*** SUPPLIED RECORDS Section Begins ***
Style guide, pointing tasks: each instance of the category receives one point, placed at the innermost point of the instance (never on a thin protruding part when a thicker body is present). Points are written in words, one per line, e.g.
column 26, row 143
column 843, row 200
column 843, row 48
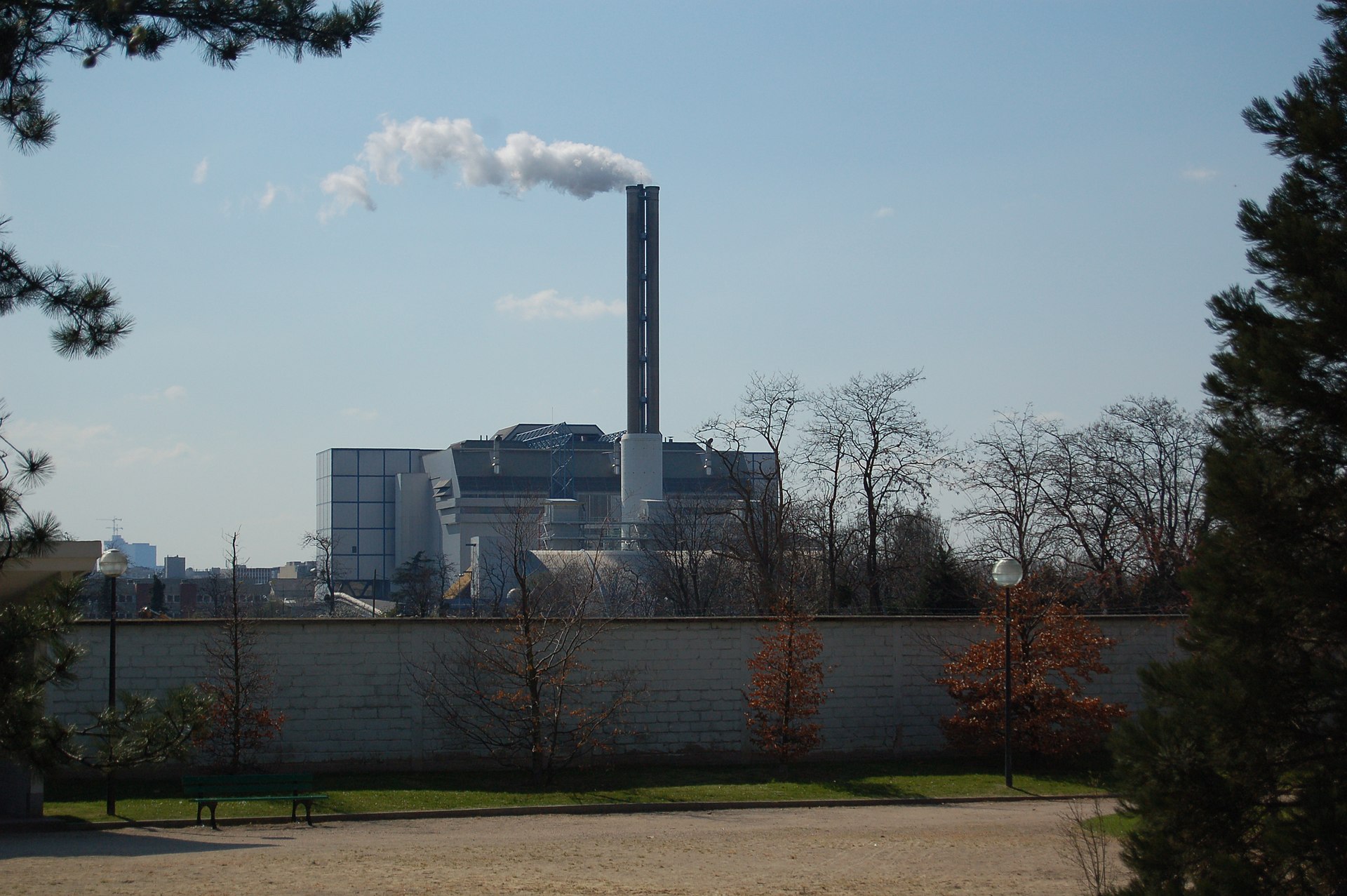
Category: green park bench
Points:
column 209, row 791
*** SUPPLIED RECORDS Section Ends ***
▸ WORK REQUIRED: When you retype the material above, keep every word exact and drop the images.

▸ EXERCISE SOLUTION:
Style guide, pointing tasks: each instance of the category receives one point, placed at the innermost point of the instance (never on a thin protruding part when a thicker body is present). Points are written in words, one per line, e.g.
column 26, row 143
column 843, row 200
column 843, row 48
Category: green park bench
Points:
column 209, row 791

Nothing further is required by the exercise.